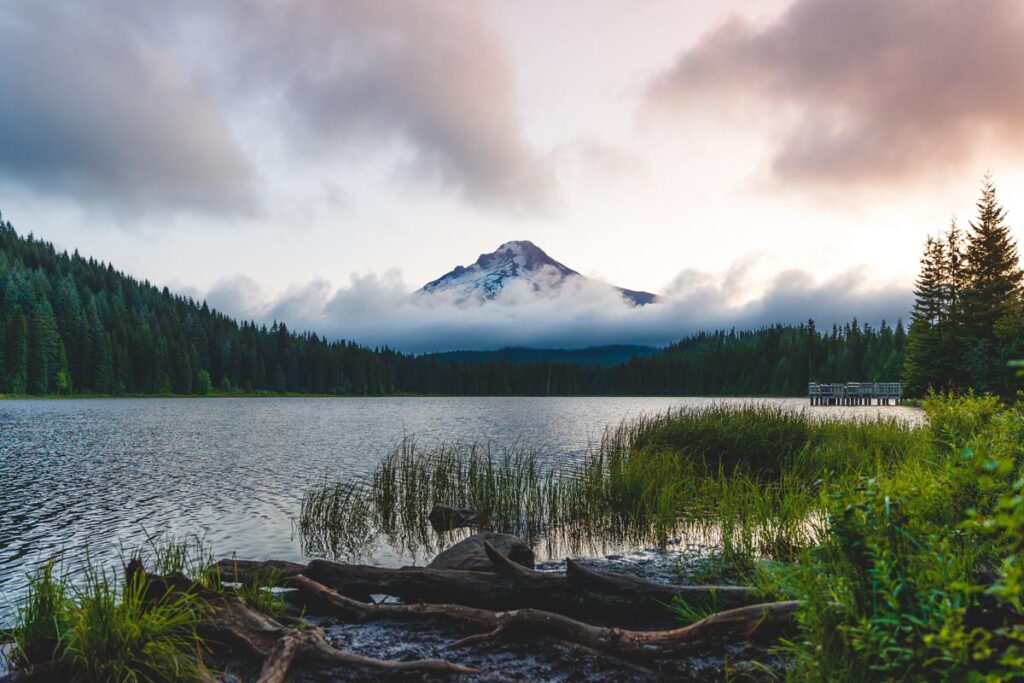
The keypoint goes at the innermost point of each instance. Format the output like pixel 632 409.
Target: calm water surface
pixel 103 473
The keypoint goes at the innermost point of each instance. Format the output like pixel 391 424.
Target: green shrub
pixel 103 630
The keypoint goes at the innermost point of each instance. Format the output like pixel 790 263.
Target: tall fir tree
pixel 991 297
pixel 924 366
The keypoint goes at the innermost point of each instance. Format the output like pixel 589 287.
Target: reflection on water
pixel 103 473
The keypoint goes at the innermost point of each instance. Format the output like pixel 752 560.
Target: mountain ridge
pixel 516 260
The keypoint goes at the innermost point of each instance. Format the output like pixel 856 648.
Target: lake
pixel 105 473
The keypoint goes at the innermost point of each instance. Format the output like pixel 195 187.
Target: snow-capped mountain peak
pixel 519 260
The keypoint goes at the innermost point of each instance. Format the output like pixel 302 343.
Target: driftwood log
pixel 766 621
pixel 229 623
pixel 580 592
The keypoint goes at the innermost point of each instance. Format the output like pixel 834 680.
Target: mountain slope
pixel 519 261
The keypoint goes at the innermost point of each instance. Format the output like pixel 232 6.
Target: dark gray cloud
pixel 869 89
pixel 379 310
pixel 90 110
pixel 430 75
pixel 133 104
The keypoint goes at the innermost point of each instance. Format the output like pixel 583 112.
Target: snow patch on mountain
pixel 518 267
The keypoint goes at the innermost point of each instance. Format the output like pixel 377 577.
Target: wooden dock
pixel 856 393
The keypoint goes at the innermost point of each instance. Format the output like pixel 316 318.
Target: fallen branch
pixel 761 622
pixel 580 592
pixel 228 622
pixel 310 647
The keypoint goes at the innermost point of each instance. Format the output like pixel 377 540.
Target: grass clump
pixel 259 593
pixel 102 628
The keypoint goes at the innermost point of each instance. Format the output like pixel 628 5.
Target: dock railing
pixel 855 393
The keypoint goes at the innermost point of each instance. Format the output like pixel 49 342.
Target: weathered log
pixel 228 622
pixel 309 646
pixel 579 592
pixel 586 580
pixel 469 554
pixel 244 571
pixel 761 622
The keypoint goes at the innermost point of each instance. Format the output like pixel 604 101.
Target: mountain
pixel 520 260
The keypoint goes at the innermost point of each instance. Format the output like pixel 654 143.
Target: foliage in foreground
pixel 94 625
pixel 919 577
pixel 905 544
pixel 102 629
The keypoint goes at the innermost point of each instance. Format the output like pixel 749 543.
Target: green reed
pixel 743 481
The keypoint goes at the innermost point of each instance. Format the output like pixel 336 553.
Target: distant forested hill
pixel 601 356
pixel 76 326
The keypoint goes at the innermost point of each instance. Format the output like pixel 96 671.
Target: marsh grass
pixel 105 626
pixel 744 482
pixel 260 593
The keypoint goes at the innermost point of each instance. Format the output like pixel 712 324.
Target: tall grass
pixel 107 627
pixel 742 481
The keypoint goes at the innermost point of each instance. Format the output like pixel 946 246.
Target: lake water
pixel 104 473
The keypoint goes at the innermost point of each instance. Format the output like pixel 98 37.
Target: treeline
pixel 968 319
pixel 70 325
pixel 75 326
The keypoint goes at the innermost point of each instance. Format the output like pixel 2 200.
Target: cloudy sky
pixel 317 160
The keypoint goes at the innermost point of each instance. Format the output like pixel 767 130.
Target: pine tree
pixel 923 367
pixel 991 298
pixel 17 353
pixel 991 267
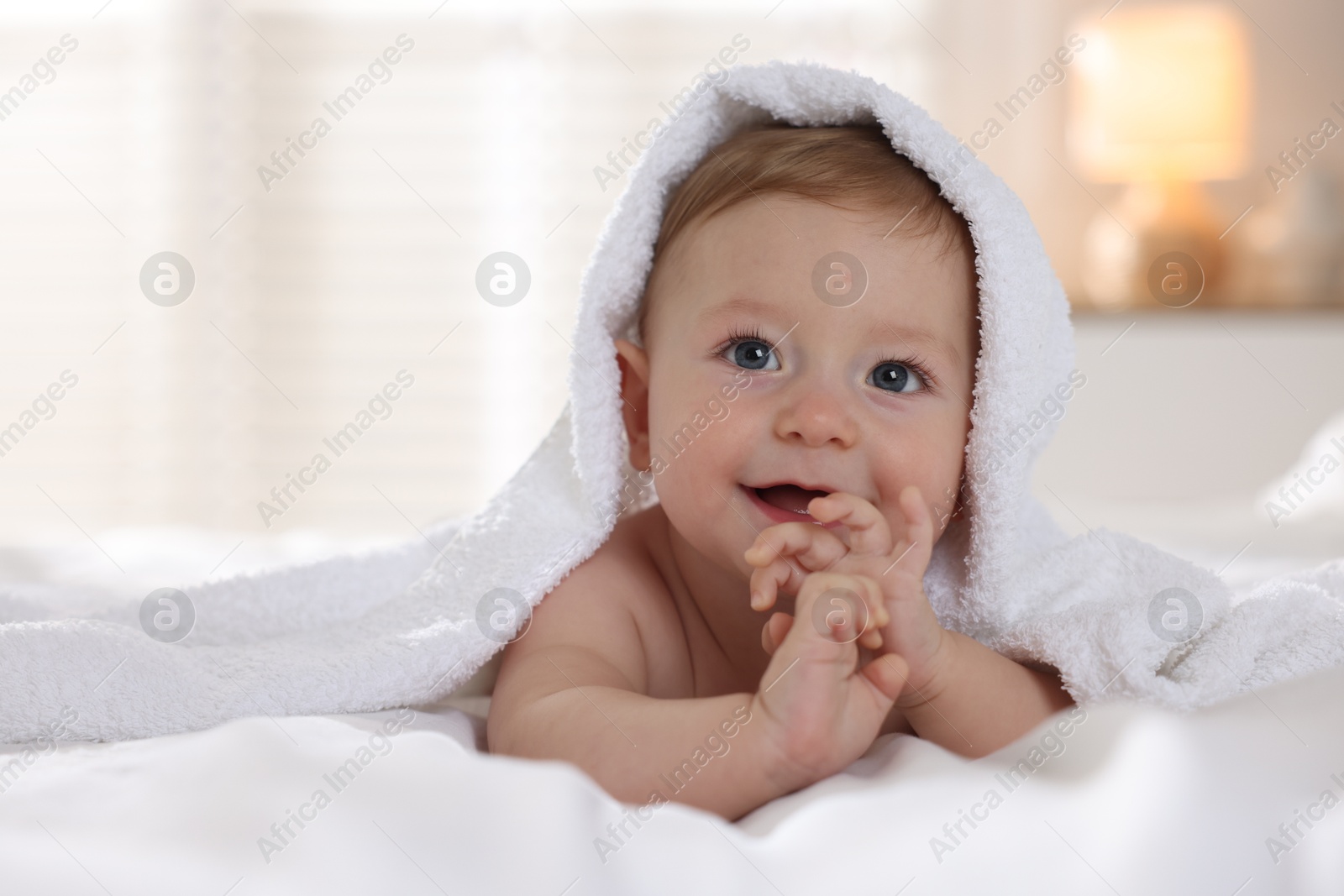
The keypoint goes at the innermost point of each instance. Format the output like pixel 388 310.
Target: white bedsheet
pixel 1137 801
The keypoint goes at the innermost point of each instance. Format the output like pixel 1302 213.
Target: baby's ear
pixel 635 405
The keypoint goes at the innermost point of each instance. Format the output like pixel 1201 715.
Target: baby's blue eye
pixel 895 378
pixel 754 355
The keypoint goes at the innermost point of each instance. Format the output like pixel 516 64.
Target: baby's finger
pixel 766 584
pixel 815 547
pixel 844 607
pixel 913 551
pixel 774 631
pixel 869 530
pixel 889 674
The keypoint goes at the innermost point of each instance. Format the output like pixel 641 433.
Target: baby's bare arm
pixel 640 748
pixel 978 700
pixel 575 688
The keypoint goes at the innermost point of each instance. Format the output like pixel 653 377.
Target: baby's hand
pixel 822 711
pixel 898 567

○ ○ ○

The reply should consist only of the lines running from the one with "pixel 2 200." through the end of the material, both included, copied exactly; please omit pictures.

The keypoint goes at the innermost point of each instance. Format the output like pixel 2 200.
Target: cloudy sky
pixel 317 160
The keypoint goes at the innermost point of each instance. Format the output like pixel 767 130.
Target: pine tree
pixel 923 367
pixel 991 298
pixel 17 353
pixel 991 267
The keypoint goes at the innermost point of each instance. Format the output like pixel 388 310.
Target: white bedsheet
pixel 1137 801
The keypoint goes at the innermost point of each instance. Format the output like pixel 1302 213.
Target: baby's ear
pixel 635 405
The keypoint goes at the innermost point of each instance. Format the output like pixel 1201 715.
Target: baby's blue eye
pixel 895 378
pixel 754 355
The keypoint goes at the innermost point of each instance. Format the output like pixel 516 64.
Target: baby's finger
pixel 766 584
pixel 815 547
pixel 844 607
pixel 913 551
pixel 774 631
pixel 869 530
pixel 889 674
The keypoint goes at the innermost point of each instance. Format the output like pixel 641 433.
Target: baby's bare arm
pixel 640 748
pixel 978 700
pixel 575 688
The keypoint goes at the innermost point of each instance. Format the output like pixel 653 377.
Target: baby's hand
pixel 822 711
pixel 898 567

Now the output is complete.